Please count the lines in the rows below that contain the string "hillside", treating uppercase and lowercase as different, and give only that number.

START SUPPLIED INFORMATION

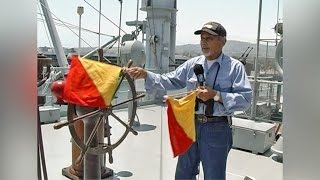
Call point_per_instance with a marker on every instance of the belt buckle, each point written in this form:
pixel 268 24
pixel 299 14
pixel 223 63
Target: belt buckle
pixel 202 118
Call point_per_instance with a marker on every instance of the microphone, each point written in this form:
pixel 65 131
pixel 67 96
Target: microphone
pixel 198 70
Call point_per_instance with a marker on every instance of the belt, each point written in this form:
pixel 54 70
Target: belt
pixel 203 118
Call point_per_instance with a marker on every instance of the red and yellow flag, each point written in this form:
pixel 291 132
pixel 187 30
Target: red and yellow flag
pixel 91 83
pixel 181 122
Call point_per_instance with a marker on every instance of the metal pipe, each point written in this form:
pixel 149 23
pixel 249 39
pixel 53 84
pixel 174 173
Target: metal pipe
pixel 256 68
pixel 80 12
pixel 61 57
pixel 99 27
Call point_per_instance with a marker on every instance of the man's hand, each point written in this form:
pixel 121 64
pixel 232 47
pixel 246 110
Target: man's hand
pixel 137 72
pixel 206 93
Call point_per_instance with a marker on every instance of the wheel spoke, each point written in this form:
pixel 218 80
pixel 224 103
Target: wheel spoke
pixel 124 124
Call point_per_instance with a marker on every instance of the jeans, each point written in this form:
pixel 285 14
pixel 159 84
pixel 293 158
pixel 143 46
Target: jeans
pixel 212 146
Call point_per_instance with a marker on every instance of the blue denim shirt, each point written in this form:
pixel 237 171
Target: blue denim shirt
pixel 232 82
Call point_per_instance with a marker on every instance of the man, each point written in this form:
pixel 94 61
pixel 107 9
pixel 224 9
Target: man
pixel 225 91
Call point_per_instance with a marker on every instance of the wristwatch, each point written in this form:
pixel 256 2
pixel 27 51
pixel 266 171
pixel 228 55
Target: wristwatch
pixel 217 96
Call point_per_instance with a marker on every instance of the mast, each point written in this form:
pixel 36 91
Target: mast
pixel 61 57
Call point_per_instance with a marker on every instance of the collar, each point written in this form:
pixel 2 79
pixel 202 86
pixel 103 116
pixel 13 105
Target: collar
pixel 218 59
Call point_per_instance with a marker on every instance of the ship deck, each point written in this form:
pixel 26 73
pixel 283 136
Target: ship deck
pixel 148 155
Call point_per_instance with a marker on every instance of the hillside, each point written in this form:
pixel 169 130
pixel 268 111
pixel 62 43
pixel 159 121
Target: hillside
pixel 232 48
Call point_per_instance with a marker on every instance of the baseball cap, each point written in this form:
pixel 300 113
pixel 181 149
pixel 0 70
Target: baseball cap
pixel 213 28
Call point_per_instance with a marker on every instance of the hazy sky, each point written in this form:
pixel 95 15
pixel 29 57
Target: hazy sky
pixel 239 17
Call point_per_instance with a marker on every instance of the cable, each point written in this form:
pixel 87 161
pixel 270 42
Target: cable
pixel 118 59
pixel 45 28
pixel 105 17
pixel 67 26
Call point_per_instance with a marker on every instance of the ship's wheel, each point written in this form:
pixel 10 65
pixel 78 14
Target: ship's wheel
pixel 104 115
pixel 97 117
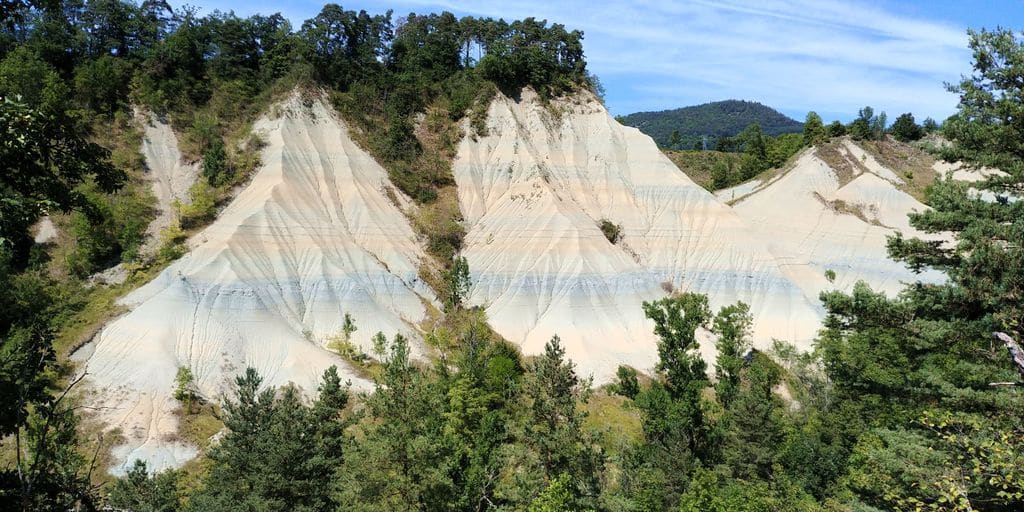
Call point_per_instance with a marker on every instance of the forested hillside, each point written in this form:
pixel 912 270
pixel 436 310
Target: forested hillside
pixel 906 402
pixel 686 128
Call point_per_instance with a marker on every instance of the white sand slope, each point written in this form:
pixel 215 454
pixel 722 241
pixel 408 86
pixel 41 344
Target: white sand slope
pixel 168 173
pixel 813 222
pixel 313 236
pixel 532 192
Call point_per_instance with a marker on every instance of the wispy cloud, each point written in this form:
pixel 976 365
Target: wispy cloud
pixel 829 55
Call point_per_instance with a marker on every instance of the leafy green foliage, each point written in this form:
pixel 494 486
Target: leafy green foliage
pixel 715 120
pixel 814 130
pixel 905 129
pixel 612 231
pixel 458 283
pixel 278 453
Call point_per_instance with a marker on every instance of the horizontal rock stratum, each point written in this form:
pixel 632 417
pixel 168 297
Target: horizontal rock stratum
pixel 312 237
pixel 320 231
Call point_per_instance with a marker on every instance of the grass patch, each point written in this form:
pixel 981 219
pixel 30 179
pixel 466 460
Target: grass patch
pixel 699 166
pixel 911 164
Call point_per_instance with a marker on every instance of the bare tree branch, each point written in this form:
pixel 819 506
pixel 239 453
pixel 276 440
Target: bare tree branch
pixel 1016 353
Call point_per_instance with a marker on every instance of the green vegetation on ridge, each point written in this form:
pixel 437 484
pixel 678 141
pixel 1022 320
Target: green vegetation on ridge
pixel 685 128
pixel 894 410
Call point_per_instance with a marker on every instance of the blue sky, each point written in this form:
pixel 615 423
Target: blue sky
pixel 796 55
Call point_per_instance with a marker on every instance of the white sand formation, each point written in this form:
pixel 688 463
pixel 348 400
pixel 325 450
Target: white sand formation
pixel 532 193
pixel 534 189
pixel 813 222
pixel 312 237
pixel 169 175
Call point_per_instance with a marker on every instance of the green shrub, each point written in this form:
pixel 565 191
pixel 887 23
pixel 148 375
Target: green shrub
pixel 611 230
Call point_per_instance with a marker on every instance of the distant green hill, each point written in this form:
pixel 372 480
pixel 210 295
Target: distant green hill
pixel 714 120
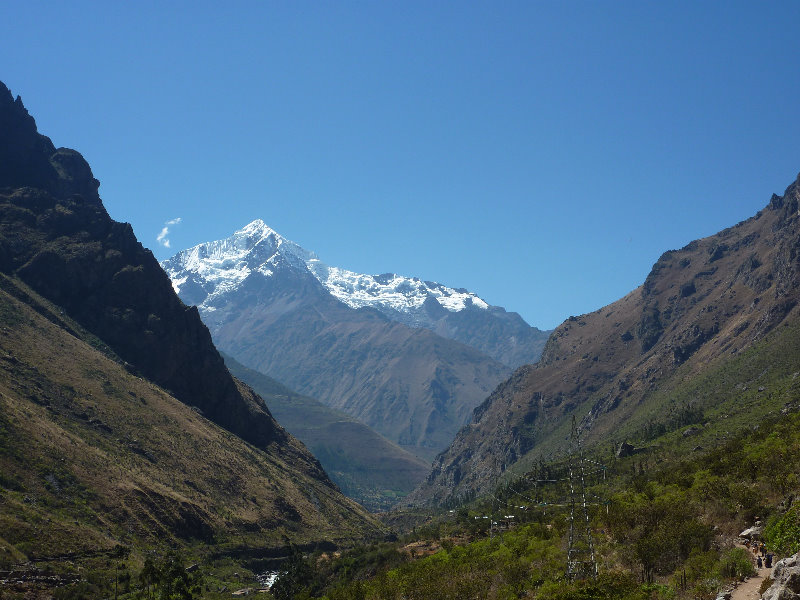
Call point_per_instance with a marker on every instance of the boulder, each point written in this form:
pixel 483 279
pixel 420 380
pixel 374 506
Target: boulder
pixel 752 533
pixel 786 576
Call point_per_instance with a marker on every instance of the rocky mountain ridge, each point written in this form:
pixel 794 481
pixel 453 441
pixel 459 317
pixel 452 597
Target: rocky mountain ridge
pixel 264 305
pixel 204 274
pixel 103 365
pixel 699 307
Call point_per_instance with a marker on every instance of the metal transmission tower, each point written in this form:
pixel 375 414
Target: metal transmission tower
pixel 581 561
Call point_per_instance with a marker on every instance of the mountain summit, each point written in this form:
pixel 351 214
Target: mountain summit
pixel 204 274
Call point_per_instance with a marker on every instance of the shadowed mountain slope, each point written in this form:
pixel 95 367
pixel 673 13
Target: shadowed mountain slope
pixel 98 351
pixel 267 310
pixel 617 369
pixel 365 465
pixel 93 457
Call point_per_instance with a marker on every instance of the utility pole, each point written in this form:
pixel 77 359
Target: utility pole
pixel 581 561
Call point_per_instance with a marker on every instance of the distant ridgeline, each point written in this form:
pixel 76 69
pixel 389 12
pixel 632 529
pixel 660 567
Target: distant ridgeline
pixel 409 358
pixel 681 352
pixel 120 426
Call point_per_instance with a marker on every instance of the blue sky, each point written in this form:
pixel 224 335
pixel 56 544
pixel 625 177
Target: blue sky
pixel 541 154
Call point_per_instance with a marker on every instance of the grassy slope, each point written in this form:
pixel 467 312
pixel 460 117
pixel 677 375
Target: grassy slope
pixel 365 465
pixel 92 456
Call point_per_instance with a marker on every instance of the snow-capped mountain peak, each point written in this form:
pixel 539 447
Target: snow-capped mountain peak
pixel 220 267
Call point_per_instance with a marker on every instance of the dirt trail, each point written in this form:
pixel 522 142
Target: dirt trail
pixel 749 589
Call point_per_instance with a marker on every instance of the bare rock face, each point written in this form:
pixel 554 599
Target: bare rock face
pixel 56 236
pixel 786 576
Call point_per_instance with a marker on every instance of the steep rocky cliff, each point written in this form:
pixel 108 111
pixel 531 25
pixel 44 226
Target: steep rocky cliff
pixel 56 236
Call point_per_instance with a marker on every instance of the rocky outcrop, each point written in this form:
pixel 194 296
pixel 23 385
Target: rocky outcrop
pixel 56 236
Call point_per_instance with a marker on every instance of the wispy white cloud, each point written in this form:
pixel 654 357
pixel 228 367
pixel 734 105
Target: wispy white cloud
pixel 162 238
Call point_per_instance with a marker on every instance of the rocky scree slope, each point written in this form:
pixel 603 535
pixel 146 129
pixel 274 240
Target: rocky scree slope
pixel 267 310
pixel 57 240
pixel 699 307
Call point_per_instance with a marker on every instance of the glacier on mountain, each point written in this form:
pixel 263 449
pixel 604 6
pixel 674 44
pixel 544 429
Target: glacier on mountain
pixel 220 267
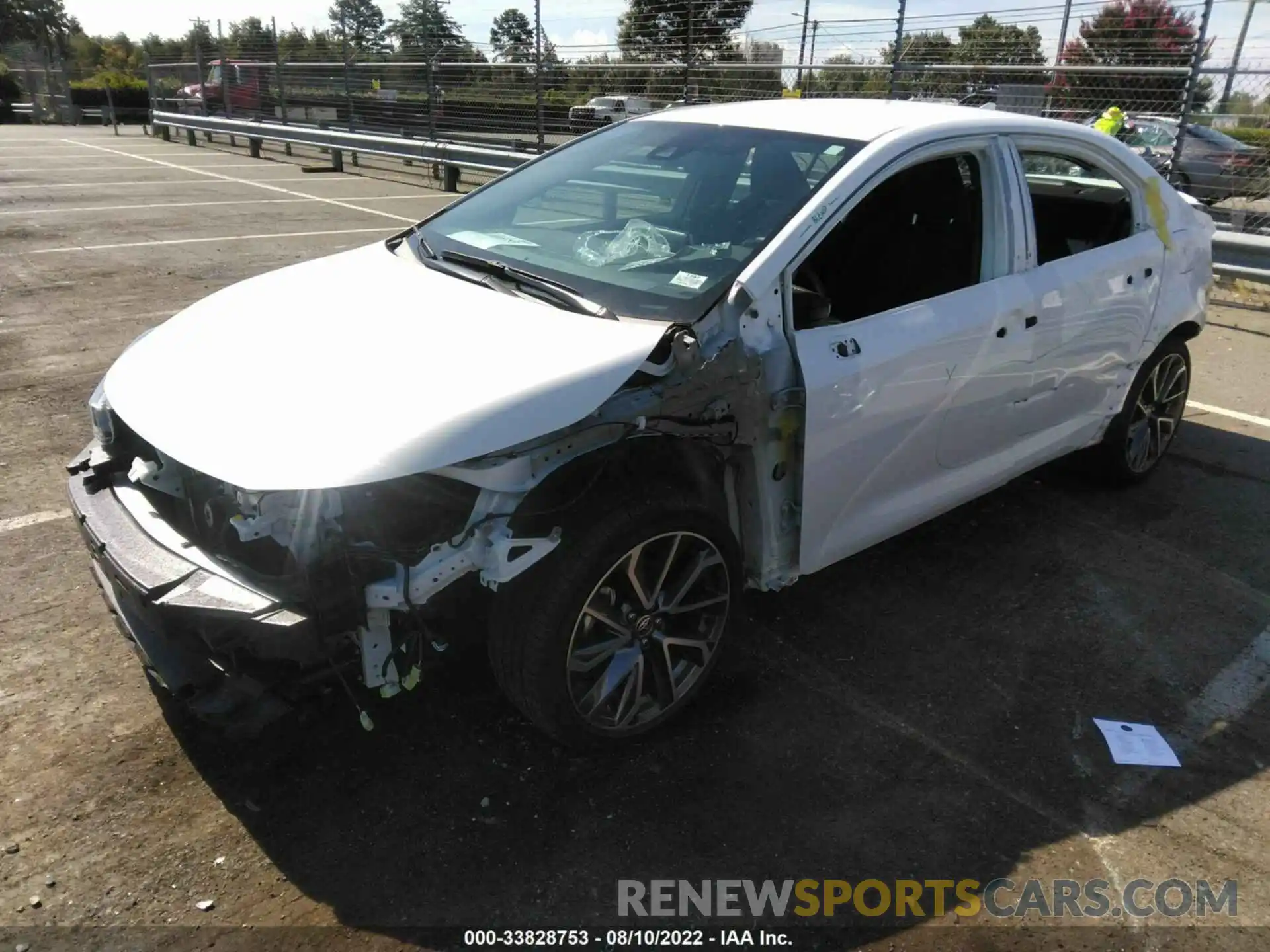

END SUPPLIED INFORMATION

→ ANSWER TO THE EXERCISE: 4